:: Your task ::
Copy every row below word for word, leaving out the pictures.

:: Extracted material ::
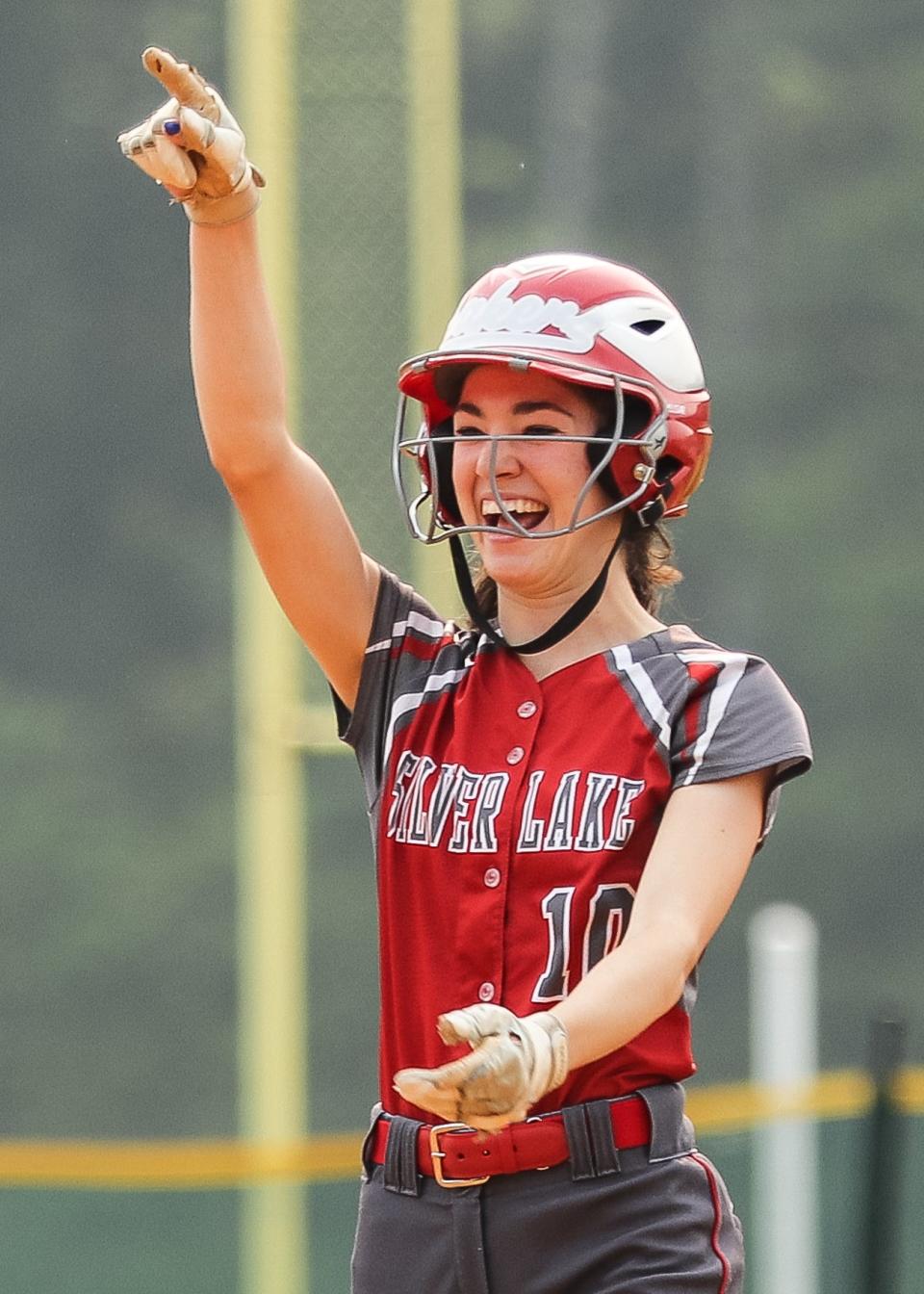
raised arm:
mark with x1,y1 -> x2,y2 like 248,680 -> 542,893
119,49 -> 379,707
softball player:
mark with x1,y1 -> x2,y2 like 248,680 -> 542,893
120,49 -> 810,1294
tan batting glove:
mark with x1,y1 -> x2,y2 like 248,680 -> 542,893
394,1003 -> 568,1132
117,45 -> 266,225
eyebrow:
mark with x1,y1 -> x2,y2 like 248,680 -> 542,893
455,400 -> 575,419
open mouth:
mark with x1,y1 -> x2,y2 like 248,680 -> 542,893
481,498 -> 549,534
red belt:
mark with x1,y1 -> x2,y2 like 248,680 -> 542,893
372,1096 -> 651,1186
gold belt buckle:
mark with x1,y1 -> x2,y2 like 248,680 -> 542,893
429,1124 -> 489,1190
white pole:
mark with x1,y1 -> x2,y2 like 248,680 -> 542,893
748,903 -> 818,1294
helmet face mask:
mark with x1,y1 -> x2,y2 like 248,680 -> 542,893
392,255 -> 710,543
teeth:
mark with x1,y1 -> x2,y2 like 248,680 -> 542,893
481,498 -> 546,516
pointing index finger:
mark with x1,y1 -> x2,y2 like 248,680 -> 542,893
141,45 -> 217,119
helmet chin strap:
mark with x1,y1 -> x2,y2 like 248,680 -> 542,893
449,527 -> 625,656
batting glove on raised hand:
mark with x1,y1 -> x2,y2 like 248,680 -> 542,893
117,45 -> 266,225
394,1003 -> 568,1132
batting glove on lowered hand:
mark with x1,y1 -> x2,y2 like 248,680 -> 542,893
117,45 -> 266,225
394,1003 -> 568,1132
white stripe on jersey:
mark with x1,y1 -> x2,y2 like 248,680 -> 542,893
612,646 -> 670,755
677,648 -> 748,787
382,662 -> 471,768
367,610 -> 449,656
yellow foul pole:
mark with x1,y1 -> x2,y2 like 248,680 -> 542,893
406,0 -> 462,614
228,0 -> 307,1294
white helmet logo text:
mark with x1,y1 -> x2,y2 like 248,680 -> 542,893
440,278 -> 704,391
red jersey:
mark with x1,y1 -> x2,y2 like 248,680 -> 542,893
338,572 -> 810,1122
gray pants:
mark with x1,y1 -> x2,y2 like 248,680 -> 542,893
352,1084 -> 744,1294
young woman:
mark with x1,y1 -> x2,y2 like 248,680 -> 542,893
120,50 -> 810,1294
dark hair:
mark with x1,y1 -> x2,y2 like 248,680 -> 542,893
463,387 -> 683,620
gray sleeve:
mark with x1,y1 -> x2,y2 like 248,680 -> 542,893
670,652 -> 811,788
334,568 -> 443,809
670,652 -> 811,849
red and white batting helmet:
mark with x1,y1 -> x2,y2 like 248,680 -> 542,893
394,253 -> 711,542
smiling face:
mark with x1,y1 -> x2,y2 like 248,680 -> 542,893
453,365 -> 620,593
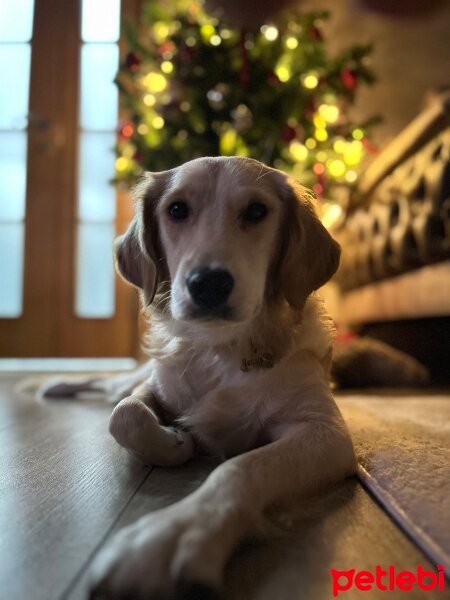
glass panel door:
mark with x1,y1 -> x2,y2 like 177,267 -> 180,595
0,0 -> 34,318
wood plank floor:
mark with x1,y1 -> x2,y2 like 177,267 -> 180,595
0,374 -> 442,600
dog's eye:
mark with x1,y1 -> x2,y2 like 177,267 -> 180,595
242,202 -> 267,223
167,200 -> 189,221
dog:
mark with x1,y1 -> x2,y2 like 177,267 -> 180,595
44,157 -> 356,599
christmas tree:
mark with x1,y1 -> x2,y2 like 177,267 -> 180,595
116,0 -> 374,202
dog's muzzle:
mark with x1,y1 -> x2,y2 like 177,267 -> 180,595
186,267 -> 234,315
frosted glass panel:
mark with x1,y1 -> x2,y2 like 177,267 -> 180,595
78,132 -> 116,222
75,224 -> 115,319
0,0 -> 34,42
80,44 -> 119,131
0,223 -> 25,318
0,44 -> 31,129
81,0 -> 120,42
0,131 -> 27,220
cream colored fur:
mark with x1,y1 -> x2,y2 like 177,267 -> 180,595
41,158 -> 355,599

:: Task response ::
raised arm:
mark with x1,y1 -> x2,y2 like 248,680 -> 542,893
119,49 -> 379,707
softball player:
mark with x1,y1 -> x2,y2 like 248,680 -> 542,893
120,49 -> 810,1294
tan batting glove:
mark with x1,y1 -> x2,y2 like 248,680 -> 542,893
394,1003 -> 568,1132
117,45 -> 266,225
eyebrow:
mark with x1,y1 -> x2,y2 like 248,680 -> 542,893
455,400 -> 575,419
open mouth:
mark with x1,y1 -> x2,y2 like 248,680 -> 542,893
481,498 -> 549,534
red belt:
mark with x1,y1 -> x2,y2 like 248,680 -> 542,893
372,1096 -> 651,1186
gold belt buckle:
mark with x1,y1 -> x2,y2 like 248,680 -> 542,893
429,1124 -> 489,1190
white pole:
mark with x1,y1 -> x2,y2 like 248,680 -> 542,893
748,903 -> 818,1294
helmet face mask:
mark with x1,y1 -> x2,y2 like 248,680 -> 542,893
392,255 -> 710,543
teeth:
mark with x1,y1 -> x2,y2 like 248,680 -> 542,893
481,498 -> 546,516
pointing index finger:
mark with x1,y1 -> x2,y2 like 248,680 -> 542,893
141,45 -> 217,119
helmet chin strap:
mark with x1,y1 -> x2,y2 like 248,680 -> 542,893
449,527 -> 625,656
batting glove on raised hand:
mark with x1,y1 -> x2,y2 like 248,680 -> 542,893
117,45 -> 266,225
394,1003 -> 568,1132
batting glove on lowered hand:
mark with x1,y1 -> x2,y2 like 248,680 -> 542,893
117,45 -> 266,225
394,1003 -> 568,1132
white stripe on jersey:
mark with x1,y1 -> x2,y2 like 248,680 -> 542,893
612,646 -> 670,755
677,648 -> 748,787
382,662 -> 471,768
367,610 -> 449,656
yellow foul pole:
mark with x1,y1 -> x2,y2 like 248,680 -> 542,893
406,0 -> 462,614
228,0 -> 307,1294
white helmet logo text:
mark with x1,y1 -> x2,y2 like 248,680 -> 542,893
440,278 -> 704,391
red jersey:
mark with x1,y1 -> x2,y2 like 248,680 -> 542,893
338,572 -> 810,1122
gray pants:
mark with x1,y1 -> x2,y2 like 248,680 -> 542,893
352,1084 -> 744,1294
young woman:
mark with x1,y1 -> x2,y2 like 248,680 -> 542,893
120,50 -> 810,1294
dark hair:
mark with x1,y1 -> x2,y2 like 248,680 -> 542,893
463,387 -> 683,620
gray sleeve:
mark with x1,y1 -> x2,y2 like 248,680 -> 542,893
670,652 -> 811,788
334,568 -> 443,809
670,652 -> 811,849
red and white batting helmet:
mark with x1,y1 -> x2,y2 like 248,680 -> 542,893
394,253 -> 711,542
smiling face:
mark with x1,y1 -> x2,y2 like 248,680 -> 542,893
453,365 -> 620,593
glass panel door:
mark with x1,y1 -> x2,y2 like 177,267 -> 180,595
0,0 -> 34,318
wood plank floor:
mark with x1,y1 -> x2,y2 like 177,267 -> 180,595
0,374 -> 442,600
dog's eye:
mark with x1,y1 -> x2,y2 like 177,267 -> 180,595
242,202 -> 267,223
167,200 -> 189,221
dog:
mark with x1,y1 -> x2,y2 like 177,267 -> 180,595
44,157 -> 356,599
christmas tree:
mark with x1,y1 -> x2,y2 like 177,267 -> 180,595
116,0 -> 374,202
dog's muzzle:
mark with x1,y1 -> x2,y2 like 177,267 -> 180,595
186,267 -> 234,315
frosted glass panel:
mark with x1,y1 -> x2,y2 like 177,267 -> 180,595
78,132 -> 116,222
75,224 -> 115,319
0,0 -> 34,42
80,44 -> 119,131
0,223 -> 25,318
0,44 -> 31,129
81,0 -> 120,42
0,131 -> 27,220
cream colored fur:
mark with x1,y1 -> x2,y2 like 177,267 -> 180,595
41,158 -> 355,599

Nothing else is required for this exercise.